### PROBLEM STATEMENT
Every entry must be duplicated word for word.

### PROVIDED RECORDS
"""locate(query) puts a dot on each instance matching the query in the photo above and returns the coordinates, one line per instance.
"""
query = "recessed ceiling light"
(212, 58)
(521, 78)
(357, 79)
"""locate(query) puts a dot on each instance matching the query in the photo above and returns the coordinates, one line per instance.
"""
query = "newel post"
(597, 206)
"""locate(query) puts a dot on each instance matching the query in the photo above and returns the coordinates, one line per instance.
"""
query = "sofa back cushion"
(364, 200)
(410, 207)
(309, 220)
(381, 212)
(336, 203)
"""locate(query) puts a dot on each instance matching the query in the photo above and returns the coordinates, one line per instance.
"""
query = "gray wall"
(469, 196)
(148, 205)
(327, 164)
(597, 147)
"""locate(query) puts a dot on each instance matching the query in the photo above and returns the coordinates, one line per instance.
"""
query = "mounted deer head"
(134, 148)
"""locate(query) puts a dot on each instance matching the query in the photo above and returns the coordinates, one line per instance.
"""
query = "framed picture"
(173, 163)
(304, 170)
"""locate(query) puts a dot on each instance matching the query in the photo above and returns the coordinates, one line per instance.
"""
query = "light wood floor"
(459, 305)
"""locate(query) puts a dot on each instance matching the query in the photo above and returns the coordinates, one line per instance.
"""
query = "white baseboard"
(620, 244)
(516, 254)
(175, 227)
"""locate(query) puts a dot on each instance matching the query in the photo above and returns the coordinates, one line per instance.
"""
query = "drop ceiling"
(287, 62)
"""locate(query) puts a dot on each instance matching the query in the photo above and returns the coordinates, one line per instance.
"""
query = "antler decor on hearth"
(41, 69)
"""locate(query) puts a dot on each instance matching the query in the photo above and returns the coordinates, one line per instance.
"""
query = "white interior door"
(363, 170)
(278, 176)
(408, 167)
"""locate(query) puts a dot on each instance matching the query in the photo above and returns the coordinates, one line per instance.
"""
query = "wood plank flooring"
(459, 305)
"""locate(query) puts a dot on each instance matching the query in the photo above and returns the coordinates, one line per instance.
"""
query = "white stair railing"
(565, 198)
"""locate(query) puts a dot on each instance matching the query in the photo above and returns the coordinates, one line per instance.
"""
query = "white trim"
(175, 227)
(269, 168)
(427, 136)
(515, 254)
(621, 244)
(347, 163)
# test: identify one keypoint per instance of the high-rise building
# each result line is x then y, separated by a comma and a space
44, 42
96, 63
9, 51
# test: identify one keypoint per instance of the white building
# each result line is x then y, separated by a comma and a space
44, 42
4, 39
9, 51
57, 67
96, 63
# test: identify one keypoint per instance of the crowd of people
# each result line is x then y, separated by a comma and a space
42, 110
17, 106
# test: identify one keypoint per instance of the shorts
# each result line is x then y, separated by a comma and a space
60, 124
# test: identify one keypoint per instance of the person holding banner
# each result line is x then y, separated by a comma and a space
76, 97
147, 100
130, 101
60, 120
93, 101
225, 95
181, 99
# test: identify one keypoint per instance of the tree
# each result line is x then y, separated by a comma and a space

### SOLUTION TO THE EXERCISE
"""locate(query) puts a dot on each instance matching the query in the photo above and returns the coordinates, one line per instance.
"""
query = "recessed ceiling light"
(212, 58)
(521, 78)
(357, 79)
"""locate(query) puts a dot on each instance matching the query in the photo above and returns the coordinates, one line per instance.
"""
query = "newel post"
(597, 206)
"""locate(query) puts a dot on each instance matching the query in the photo above and returns the coordinates, one line per instance.
"""
query = "sofa back cushion"
(364, 200)
(410, 207)
(309, 220)
(381, 212)
(336, 203)
"""locate(query) puts a dot on each instance matching the query in the photo above and returns the coordinates, one line per instance.
"""
query = "gray wall"
(469, 196)
(148, 205)
(327, 164)
(597, 147)
"""locate(query) puts a dot on each instance matching the query in the photo above and returns the coordinates, one line per instance.
"""
query = "mounted deer head"
(134, 148)
"""locate(query) puts a dot on each instance matching the query in the photo above and returns the coordinates, one line per instance.
"""
query = "framed picture"
(173, 163)
(304, 170)
"""locate(query) puts a dot on each instance matching the query in the photo above and returns the coordinates, one line per instance.
"""
query = "light wood floor"
(459, 305)
"""locate(query) puts a dot on each instance matching the query in the photo above and returns the coordinates, one line per instance.
"""
query = "white baseboard"
(620, 244)
(516, 254)
(175, 227)
"""locate(query) puts a dot on each instance matching the query in the photo above and returns the coordinates, one line per instance.
"""
query = "drop ceiling"
(287, 62)
"""locate(query) puts a dot on each instance matching the query in the photo above and returns the coordinates, one line per instance.
"""
query = "antler decor on hearth"
(41, 69)
"""locate(query) puts a dot on each instance matching the query in the photo above and returns the coordinates, one line per instance.
"""
query = "white interior door"
(363, 170)
(278, 176)
(408, 167)
"""locate(query) puts a dot on each instance matching the query in the photo above and returns the coordinates, one line per instance.
"""
query = "wood plank flooring"
(459, 305)
"""locate(query) puts a dot on each instance matching the query in the photo above and returns the coordinates, one line per instance.
"""
query = "white stair railing"
(565, 198)
"""locate(query) puts a dot on each instance matching the query in the photo above and returns the coordinates, one line per instance.
"""
query = "white trim"
(175, 227)
(269, 168)
(427, 136)
(515, 254)
(621, 244)
(347, 163)
# test: identify one keypoint per instance of the high-rise building
# each result line is x then y, separated by a comma and a space
44, 42
96, 63
9, 51
# test: identify one keypoint per instance of the white building
# each result line is x then y, separated by a comma and a space
44, 42
4, 39
9, 51
57, 67
96, 63
# test: identify one keypoint per instance of the crowd of people
# each result line is x then y, separated by a comma and a space
42, 110
17, 106
# test: identify one keypoint per instance of the shorts
# each result line is x then y, separated by a comma and a space
60, 124
# test: identify one keypoint per instance of the person holding banner
# each result line is x then y, separated by a comma and a space
76, 97
147, 100
130, 101
60, 120
93, 101
225, 95
181, 99
# test: identify one keypoint per instance of the tree
# each result line is x then y, separated by a comma and a space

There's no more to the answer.